- **Tasks**:
1. In the book review, what was Sam Reston before he started his security business?
2. Rewrite the book review starting with "Into the Crossfire was" and going on through "any time soon.", putting "trade paperback" in place of "mass market paperback".
START Document extract
Into the Crossfire by Lisa Marie Rice

Posted by Mrs Giggles on February 3, 2012 in 3 Oogies, Book Reviews, Genre: Crime & Suspense

Into the Crossfire by Lisa Marie Rice
Into the Crossfire by Lisa Marie Rice

Avon, $7.99, ISBN 978-0-06-208579-5
Romantic Suspense, 2011 (Reissue)

Into the Crossfire was released about half a year back in the Avon Red imprint before it is reissued in mass market paperback. Despite the fact that it first showed up in an erotic romance imprint, this one only has one sex scene, and it’s pretty much what you’d get from a story by this author. Then again, this story is pretty much you’d get from this author, as Lisa Marie Rice isn’t changing her formula any time soon.

So this time around, we have another alpha, protective, but gentlemanly OTT hero. He’s Sam Reston, a former Navy SEAL who has started his own security business with his two brothers. They make it their lifelong crusade to help rescue battered and abused women in their free time, helping them to start new lives under new identities away from those abusive men. Like every other hero from Ms Rice, Sam catches sight of Nicole Pearce one day and he’s obsessed.
END Document extract
START Available data
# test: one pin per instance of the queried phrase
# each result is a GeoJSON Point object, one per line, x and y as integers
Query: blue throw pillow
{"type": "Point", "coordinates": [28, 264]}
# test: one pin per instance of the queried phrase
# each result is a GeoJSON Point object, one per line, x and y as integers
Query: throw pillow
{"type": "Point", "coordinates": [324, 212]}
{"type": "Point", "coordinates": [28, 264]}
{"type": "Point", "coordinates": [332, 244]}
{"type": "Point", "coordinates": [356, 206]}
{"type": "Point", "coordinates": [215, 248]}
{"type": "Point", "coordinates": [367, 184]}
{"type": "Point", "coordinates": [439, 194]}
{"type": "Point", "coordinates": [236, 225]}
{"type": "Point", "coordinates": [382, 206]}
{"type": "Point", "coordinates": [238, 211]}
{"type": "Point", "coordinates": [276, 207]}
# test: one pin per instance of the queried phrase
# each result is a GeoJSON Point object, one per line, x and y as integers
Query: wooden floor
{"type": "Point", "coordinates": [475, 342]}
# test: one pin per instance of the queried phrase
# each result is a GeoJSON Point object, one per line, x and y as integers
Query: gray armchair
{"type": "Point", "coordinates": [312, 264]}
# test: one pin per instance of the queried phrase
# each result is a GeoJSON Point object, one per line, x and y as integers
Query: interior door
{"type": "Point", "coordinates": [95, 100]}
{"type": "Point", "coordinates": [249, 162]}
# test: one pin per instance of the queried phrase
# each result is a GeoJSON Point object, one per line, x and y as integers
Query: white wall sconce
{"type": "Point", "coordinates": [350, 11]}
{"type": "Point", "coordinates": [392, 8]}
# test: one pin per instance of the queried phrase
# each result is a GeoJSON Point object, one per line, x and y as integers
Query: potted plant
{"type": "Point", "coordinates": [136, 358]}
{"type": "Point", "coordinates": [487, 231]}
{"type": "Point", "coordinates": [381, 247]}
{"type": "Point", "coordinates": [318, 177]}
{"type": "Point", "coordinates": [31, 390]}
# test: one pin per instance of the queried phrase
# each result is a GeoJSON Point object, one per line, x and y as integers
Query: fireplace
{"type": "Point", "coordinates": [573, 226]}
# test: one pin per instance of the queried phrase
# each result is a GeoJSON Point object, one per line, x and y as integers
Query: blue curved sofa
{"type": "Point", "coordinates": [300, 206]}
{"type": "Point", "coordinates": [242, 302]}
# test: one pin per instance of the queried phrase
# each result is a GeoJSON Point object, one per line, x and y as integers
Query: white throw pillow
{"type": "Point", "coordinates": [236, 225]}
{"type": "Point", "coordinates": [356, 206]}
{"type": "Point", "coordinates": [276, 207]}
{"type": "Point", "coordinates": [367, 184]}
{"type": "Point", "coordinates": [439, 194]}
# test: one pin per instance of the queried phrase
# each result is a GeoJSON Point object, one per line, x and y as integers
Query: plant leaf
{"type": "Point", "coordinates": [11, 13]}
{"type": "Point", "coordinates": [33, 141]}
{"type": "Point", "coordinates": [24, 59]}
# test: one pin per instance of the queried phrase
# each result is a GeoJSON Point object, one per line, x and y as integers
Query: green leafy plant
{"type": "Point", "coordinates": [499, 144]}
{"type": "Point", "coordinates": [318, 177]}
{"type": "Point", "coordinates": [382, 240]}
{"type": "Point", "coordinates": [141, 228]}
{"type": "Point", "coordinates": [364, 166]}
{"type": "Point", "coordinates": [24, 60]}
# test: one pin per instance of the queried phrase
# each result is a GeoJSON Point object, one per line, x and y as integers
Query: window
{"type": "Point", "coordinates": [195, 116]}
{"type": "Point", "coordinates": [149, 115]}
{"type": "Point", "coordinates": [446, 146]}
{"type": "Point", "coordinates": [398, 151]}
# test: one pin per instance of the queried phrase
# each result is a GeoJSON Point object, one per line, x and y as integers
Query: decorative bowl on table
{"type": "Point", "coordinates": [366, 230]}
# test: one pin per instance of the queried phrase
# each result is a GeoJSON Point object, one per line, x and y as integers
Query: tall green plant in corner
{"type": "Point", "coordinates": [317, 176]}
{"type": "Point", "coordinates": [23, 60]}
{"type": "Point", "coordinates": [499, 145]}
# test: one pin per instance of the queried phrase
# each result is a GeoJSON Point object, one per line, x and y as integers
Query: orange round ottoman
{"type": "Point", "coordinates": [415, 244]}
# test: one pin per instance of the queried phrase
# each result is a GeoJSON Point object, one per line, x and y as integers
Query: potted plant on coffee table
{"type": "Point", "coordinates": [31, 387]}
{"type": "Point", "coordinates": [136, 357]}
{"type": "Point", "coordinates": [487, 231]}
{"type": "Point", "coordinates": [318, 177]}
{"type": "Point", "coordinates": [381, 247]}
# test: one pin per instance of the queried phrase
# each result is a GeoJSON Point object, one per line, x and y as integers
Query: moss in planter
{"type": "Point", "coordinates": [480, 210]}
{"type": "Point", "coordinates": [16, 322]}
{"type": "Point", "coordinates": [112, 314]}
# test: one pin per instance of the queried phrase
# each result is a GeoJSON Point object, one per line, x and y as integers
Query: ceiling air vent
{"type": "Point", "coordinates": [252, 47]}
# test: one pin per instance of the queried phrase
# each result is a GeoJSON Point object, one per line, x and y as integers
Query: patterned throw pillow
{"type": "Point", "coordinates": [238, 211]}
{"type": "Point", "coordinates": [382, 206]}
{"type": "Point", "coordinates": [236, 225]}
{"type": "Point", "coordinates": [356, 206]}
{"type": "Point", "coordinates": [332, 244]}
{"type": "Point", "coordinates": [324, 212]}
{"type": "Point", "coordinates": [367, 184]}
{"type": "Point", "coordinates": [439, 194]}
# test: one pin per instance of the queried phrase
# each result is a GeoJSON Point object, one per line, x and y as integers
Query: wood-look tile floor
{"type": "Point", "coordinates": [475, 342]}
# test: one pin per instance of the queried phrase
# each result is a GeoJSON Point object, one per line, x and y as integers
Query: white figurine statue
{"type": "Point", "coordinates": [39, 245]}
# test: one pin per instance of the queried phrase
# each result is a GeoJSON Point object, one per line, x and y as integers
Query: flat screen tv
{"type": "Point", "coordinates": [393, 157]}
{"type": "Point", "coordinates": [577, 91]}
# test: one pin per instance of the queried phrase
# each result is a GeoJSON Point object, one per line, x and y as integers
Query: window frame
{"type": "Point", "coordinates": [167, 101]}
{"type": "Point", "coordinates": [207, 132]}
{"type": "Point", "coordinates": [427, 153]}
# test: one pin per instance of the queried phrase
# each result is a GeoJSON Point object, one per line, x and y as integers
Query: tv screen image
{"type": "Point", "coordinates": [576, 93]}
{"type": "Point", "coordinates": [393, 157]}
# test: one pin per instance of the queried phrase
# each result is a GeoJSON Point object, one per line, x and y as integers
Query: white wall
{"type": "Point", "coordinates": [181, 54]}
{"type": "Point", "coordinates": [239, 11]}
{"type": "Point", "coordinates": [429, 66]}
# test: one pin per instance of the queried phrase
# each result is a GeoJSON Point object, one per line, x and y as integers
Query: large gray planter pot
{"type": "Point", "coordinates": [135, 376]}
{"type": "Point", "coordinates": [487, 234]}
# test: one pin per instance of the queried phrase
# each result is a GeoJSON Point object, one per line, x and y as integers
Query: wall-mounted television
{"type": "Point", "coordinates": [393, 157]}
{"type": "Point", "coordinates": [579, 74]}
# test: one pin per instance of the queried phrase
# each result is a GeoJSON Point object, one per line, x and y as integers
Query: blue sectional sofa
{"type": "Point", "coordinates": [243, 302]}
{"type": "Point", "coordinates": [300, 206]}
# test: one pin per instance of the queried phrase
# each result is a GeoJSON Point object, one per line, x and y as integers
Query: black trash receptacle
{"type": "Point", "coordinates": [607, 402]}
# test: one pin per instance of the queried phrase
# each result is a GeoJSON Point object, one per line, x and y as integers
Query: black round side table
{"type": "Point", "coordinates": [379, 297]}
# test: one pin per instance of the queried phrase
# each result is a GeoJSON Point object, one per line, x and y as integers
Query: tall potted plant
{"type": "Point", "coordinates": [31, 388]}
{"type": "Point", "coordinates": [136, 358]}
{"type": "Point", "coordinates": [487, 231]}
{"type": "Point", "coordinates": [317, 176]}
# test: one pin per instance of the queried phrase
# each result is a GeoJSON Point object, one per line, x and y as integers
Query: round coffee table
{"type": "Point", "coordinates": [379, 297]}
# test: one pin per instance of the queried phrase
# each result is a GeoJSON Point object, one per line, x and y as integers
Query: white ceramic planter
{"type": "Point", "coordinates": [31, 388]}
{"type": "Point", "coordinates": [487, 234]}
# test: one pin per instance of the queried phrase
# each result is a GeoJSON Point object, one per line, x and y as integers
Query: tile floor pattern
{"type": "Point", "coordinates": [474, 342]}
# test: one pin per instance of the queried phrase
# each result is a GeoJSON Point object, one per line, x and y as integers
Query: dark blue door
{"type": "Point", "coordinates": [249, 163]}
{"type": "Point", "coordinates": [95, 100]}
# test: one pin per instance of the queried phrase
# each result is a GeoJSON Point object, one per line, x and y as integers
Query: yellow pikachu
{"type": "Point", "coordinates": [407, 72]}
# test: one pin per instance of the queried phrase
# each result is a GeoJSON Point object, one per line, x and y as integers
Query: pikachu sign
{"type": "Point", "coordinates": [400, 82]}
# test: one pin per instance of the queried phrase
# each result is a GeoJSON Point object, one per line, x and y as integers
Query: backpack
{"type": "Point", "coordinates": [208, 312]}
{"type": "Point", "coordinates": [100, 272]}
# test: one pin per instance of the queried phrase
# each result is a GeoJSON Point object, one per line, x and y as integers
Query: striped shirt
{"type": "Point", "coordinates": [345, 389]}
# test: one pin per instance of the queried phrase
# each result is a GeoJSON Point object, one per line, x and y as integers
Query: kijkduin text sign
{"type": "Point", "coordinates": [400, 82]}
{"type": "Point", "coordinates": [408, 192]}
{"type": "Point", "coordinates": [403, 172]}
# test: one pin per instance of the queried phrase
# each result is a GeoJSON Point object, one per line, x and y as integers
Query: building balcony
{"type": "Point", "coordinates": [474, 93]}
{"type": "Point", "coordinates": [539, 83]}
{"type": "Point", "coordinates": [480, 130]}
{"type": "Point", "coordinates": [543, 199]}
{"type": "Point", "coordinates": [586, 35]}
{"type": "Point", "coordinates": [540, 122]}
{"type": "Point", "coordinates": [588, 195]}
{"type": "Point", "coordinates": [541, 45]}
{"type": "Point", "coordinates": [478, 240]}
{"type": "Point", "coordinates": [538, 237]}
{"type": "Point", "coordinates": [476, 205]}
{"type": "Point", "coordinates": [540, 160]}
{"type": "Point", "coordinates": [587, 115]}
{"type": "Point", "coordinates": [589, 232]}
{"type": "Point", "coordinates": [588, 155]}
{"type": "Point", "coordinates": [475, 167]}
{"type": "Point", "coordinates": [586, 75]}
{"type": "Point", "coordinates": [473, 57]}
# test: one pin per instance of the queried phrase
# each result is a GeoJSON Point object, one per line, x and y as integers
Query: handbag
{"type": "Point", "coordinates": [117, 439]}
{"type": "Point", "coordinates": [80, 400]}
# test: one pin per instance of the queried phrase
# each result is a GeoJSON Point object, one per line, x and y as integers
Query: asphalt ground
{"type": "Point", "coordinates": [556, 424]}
END Available data
- **Results by task**:
1. A former Navy SEAL.

2.
Into the Crossfire was released about half a year back in the Avon Red imprint before it is reissued in trade paperback. Despite the fact that it first showed up in an erotic romance imprint, this one only has one sex scene, and it’s pretty much what you’d get from a story by this author. Then again, this story is pretty much you’d get from this author, as Lisa Marie Rice isn’t changing her formula any time soon.